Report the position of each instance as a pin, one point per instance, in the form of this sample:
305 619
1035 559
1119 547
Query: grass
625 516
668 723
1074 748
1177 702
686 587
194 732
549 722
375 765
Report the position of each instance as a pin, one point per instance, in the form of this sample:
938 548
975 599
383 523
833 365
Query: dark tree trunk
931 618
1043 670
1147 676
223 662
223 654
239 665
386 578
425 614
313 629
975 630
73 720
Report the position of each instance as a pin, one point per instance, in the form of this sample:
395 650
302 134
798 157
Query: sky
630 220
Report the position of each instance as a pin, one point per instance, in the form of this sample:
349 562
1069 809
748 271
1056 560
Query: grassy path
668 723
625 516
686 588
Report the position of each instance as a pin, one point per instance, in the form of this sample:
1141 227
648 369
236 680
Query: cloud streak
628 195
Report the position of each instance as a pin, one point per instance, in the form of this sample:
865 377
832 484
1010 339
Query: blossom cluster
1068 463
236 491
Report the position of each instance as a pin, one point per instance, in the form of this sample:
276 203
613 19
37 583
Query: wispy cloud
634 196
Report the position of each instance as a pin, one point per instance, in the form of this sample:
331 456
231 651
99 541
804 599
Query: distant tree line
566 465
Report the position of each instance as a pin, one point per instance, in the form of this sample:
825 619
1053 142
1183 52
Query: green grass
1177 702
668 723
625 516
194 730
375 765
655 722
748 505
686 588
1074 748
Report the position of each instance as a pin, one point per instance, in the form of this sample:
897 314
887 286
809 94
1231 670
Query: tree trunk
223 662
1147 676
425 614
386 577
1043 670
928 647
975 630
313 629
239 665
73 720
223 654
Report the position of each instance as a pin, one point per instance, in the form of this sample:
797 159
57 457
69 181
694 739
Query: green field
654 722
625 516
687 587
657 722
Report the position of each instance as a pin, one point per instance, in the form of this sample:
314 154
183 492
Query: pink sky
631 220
........
(Exercise details): Extract the data exactly as given.

(Output for this exercise):
Report the position of each instance as a pin, one point per instance, in the form of this sample:
305 619
1035 559
1119 547
Query: grass
625 516
668 723
1074 748
1177 702
686 587
194 732
549 722
375 765
Report the position of each instance as a pin, one point per instance, in the form of this sample:
938 548
975 599
383 523
833 365
Query: dark tree trunk
931 618
1043 670
1147 676
223 662
223 654
239 665
386 578
425 614
313 629
975 630
73 720
Report the position of each instance as a pin, one point per instance, in the form of this sample:
395 650
302 134
798 157
Query: sky
630 220
Report the position of each instance as a pin, one point per instance, in the form of this sample:
349 562
1069 809
748 271
1056 560
Query: grassy path
668 723
625 516
686 588
Report the position of each instance as a pin, one point per instance, in the form of this sample:
1141 227
648 369
236 680
Query: cloud streak
628 195
Report the position of each instance as a pin, one point per instance, in the form of this sample:
865 377
832 484
1010 339
Query: blossom cluster
1068 463
236 491
Report the position of each instance as a pin, one point per instance, in the form of this sample:
276 203
613 19
37 583
Query: wispy cloud
634 196
Report the position of each instance as a pin, one point per instance, in the form of this sample:
331 456
231 651
99 541
804 599
Query: distant tree line
566 465
Report the position of each instance as a pin, one point per instance, in the form of this sample:
825 619
1053 142
1183 52
Query: green grass
1177 702
668 723
625 516
194 730
375 765
655 722
748 505
686 588
1074 748
Report the position of each instance as a pin, one point per instance, in the form of this sample:
897 314
887 286
809 94
1231 670
Query: tree trunk
223 662
1147 676
425 614
386 577
1043 670
928 647
975 630
313 629
239 665
73 720
223 654
Report the position of each instance as a pin, one point per instance, in the form of this sample:
797 159
57 457
69 181
694 739
Query: green field
654 722
625 516
687 587
657 722
Report the position of each instance as a pin, one point per instance, in the form of this sample:
314 154
183 492
Query: pink sky
631 220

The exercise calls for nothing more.